## Quoted passage:

Yet some companies are recognizing the need.
Research projects now under way are studying the benefits of sensors that can confirm a senior has awakened and used the restroom, for example, and kitchen appliances that remind dementia patients how to use the coffee pot.
Semiconductor giant Intel Corp. has been working since April 2002 on prototypes that incorporate networks of wireless sensors and digital devices to issue medication reminders and even determine a senior’s level of activity.
Others, like General Electric Co., build on existing home security systems and deploy simple motion detectors to watch for abnormal behavior.
In GE’s project, called Home Assurance, networked wireless motion detectors send data to a central device that resembles an answering machine, which transmits data within seconds to a server at GE. Caregivers can log into the server over the Internet to check up on someone, or set up the system so it alerts them automatically by phone or e-mail.
Home Assurance has been a relief to Susan McDonough of suburban Albany, N.Y., whose 74-year-old mother still lives alone despite a recent stroke, open heart surgery and seizure.
“Did I ever think the Internet would be able to help me in this manner? Absolutely not,” McDonough said. “I’m given so much comfort now when I log in to check.”
So far, McDonough has not received any alerts. But she said the service would have been invaluable in February when her mother suffered a seizure and could not call for help.
“I would have known she never made it out of her room, and I would have been at her bedside five hours earlier than I was,” she said.
Technology for independent living
“This technology allows me to continue to live independently in my home, which I value tremendously,” said McDonough’s mother, Mary D., who asked that her last name not be published because she lives alone. “I also appreciate the opportunity to age with dignity.”
And with no video or audio, or access beyond the people the senior citizen chooses to let in, the system does not invade privacy. That’s important, since dementia and other problems associated with aging can increase feelings of paranoia.
GE hopes to commercialize the Home Assurance system next year, although other projects will not be available for some time.
For its part, Intel plans to start installing prototypes of its system as part of its research, then share what it learns with other companies in the health care business.
Intel’s involvement in this research was serendipitous.
Eric Dishman, a social science researcher at the chip maker, stumbled on it while conducting a study on home broadband uses in 1998-99. While the households being queried weren’t terribly excited about using high-speed Internet access for entertainment, many asked about the prospects of using it to help care for an aging parent.
Intel’s plan is to collect environmental, behavioral and biological data through a network of wireless sensors that may also include semiconductor chips that send out radio signals. It’s focusing on conditions like cognitive decline, cardiac disease and cancer.

[Stored items]
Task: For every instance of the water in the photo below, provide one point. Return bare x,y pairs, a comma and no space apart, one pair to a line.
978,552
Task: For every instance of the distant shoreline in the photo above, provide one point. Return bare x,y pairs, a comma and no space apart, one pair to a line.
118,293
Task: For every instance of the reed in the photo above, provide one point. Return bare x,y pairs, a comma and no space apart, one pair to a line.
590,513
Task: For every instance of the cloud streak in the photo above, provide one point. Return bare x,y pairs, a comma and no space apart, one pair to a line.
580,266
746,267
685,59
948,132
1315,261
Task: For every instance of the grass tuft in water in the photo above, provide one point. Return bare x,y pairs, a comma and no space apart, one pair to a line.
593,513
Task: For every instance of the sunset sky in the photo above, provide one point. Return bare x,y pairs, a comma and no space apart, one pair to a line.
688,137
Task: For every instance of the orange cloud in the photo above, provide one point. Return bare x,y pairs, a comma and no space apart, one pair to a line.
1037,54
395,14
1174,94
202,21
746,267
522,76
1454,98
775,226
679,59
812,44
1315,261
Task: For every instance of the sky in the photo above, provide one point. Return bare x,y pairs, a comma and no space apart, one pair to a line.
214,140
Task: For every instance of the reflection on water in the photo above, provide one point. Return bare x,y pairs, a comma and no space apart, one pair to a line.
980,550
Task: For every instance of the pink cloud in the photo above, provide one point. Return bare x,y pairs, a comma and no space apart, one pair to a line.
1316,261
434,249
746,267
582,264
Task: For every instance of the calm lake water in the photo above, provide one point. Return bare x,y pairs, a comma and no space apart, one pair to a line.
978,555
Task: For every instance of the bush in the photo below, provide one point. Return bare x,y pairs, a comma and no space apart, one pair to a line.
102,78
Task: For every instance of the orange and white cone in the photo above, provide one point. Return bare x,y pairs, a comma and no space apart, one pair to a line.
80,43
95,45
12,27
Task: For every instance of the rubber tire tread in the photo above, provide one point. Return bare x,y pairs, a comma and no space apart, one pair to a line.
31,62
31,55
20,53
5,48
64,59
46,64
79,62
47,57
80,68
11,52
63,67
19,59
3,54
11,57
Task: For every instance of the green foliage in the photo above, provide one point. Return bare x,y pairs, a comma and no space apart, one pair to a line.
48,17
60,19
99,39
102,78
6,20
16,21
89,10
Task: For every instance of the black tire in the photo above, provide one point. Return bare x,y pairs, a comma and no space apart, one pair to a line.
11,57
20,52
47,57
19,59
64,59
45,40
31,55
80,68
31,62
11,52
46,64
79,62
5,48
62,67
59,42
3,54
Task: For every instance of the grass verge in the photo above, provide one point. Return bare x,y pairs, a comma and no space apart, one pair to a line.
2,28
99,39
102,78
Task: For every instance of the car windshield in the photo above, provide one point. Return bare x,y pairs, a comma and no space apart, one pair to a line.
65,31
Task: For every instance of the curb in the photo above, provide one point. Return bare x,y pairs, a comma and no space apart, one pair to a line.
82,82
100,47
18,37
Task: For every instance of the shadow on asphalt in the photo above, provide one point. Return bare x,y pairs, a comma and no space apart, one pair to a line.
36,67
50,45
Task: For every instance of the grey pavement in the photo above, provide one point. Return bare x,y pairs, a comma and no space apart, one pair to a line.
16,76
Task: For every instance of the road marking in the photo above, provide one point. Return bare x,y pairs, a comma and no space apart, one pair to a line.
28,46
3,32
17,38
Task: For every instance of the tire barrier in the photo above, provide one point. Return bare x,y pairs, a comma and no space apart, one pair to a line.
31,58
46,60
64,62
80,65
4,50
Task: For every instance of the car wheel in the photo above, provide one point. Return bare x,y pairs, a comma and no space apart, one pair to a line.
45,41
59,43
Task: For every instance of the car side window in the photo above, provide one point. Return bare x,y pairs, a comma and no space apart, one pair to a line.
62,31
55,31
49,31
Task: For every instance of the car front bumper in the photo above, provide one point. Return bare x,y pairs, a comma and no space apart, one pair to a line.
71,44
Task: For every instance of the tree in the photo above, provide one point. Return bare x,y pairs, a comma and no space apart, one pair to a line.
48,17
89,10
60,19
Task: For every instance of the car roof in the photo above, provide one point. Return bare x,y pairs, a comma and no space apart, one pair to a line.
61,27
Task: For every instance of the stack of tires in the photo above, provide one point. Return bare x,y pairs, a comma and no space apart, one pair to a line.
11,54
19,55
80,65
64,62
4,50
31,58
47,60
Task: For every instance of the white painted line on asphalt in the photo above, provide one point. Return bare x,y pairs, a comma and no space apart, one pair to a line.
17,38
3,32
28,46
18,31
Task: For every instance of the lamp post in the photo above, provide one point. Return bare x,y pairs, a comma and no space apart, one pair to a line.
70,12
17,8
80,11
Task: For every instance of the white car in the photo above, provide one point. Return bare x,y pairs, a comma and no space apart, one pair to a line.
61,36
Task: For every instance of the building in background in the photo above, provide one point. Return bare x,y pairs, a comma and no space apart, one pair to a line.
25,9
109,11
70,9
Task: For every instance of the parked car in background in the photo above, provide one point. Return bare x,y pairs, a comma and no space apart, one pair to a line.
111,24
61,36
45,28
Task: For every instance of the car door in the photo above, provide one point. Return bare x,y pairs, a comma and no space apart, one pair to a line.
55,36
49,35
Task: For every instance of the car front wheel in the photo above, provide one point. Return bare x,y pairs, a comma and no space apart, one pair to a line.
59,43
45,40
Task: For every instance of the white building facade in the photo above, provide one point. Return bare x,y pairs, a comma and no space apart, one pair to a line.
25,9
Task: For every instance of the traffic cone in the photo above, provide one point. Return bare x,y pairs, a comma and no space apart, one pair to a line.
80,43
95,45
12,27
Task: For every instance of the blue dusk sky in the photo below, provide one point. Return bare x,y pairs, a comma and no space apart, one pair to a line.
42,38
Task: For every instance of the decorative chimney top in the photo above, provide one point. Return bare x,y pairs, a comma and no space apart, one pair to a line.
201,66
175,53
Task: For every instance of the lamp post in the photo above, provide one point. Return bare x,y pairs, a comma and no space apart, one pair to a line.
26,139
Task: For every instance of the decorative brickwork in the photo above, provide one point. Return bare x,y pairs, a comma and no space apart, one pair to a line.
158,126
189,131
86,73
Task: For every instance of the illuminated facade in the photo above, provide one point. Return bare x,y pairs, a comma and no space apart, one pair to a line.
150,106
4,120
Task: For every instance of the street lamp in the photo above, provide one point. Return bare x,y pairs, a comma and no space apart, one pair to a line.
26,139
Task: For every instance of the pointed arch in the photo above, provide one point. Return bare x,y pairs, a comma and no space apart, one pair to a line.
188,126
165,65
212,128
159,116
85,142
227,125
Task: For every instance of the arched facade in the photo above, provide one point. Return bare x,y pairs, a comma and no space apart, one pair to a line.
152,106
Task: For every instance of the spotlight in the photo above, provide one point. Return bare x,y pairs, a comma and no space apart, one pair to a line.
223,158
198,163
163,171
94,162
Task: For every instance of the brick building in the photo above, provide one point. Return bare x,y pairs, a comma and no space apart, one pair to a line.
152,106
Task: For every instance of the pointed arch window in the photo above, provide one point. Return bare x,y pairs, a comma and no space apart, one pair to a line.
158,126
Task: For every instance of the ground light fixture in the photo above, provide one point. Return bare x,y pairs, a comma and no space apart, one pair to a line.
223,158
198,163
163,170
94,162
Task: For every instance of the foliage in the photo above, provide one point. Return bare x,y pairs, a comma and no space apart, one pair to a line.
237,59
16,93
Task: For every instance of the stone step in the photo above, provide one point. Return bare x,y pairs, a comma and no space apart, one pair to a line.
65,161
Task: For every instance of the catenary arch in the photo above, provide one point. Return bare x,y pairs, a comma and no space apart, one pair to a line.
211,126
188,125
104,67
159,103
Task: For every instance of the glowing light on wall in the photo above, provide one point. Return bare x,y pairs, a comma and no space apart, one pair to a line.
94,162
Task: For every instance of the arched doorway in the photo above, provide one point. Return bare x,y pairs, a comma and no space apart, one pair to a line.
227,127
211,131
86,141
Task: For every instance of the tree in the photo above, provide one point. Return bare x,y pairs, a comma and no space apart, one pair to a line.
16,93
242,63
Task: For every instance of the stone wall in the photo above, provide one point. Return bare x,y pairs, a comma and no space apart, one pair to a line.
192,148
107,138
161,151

## Exercise instructions:
Edit the article on home monitoring for seniors by writing out everything from "And with no" down to "feelings of paranoia.", with "paranoia" changed to "anxiety".

## Exercise result:
And with no video or audio, or access beyond the people the senior citizen chooses to let in, the system does not invade privacy. That’s important, since dementia and other problems associated with aging can increase feelings of anxiety.